D'après l'extrait cité ci-dessous, en quelle année Blanchot a-t-il publié la nouvelle version de Thomas l'obscur ?

── Extrait cité ──

L’occasion aidant de la re-publication de L’anonyme chez Publie.net, avec vrai travail éditorial derrière, assuré en trinôme avec François Bon et Gwen Català, me suis surpris à évoquer réminiscences. Se trouve que, dans le même temps, l’Association des Amis de Maurice Blanchot et de Espace Maurice Blanchot dont je suis membre peine à trouver une parole collective sur la position à tenir face aux éditions Gallimard qui ont choisi de publier un livre de Blanchot par an et ce quasiment depuis sa mort en 2003. Après la publication de la première édition de Thomas l’obscur, celle de 1941 que Blanchot avait répudié par le simple fait d’en publier nouvelle version en 1950, abrégée de plus de 100 pages ; cette nouvelle première édition, celle de 2005, est, qui plus est, augmentée d’une préface de Pierre Madaule, alors que l’auteur avait souhaité ne jamais avoir aucune préface à ses livres. Concomitamment, Antoine Gallimard se permet un positionnement sur l’édition numérique, qui paraît, qui nous paraît, à cent lieux des attentes, des désirs, des enjeux de l’écriture en ligne. Toujours durant la même période, lors d’un déplacement professionnel (mon « vrai » emploi salarié, j’entends) à Tours, je me permets de proposer à François Bon de nous rencontrer, ç’aurait été bête sinon. Peu après, je me dis : Emmanuel Delaplanche, chez Publie.net ?

───
── Segment de données ──

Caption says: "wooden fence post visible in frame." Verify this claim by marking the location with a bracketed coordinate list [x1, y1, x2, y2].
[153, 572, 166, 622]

───

• [Corrigé]:
En 1950.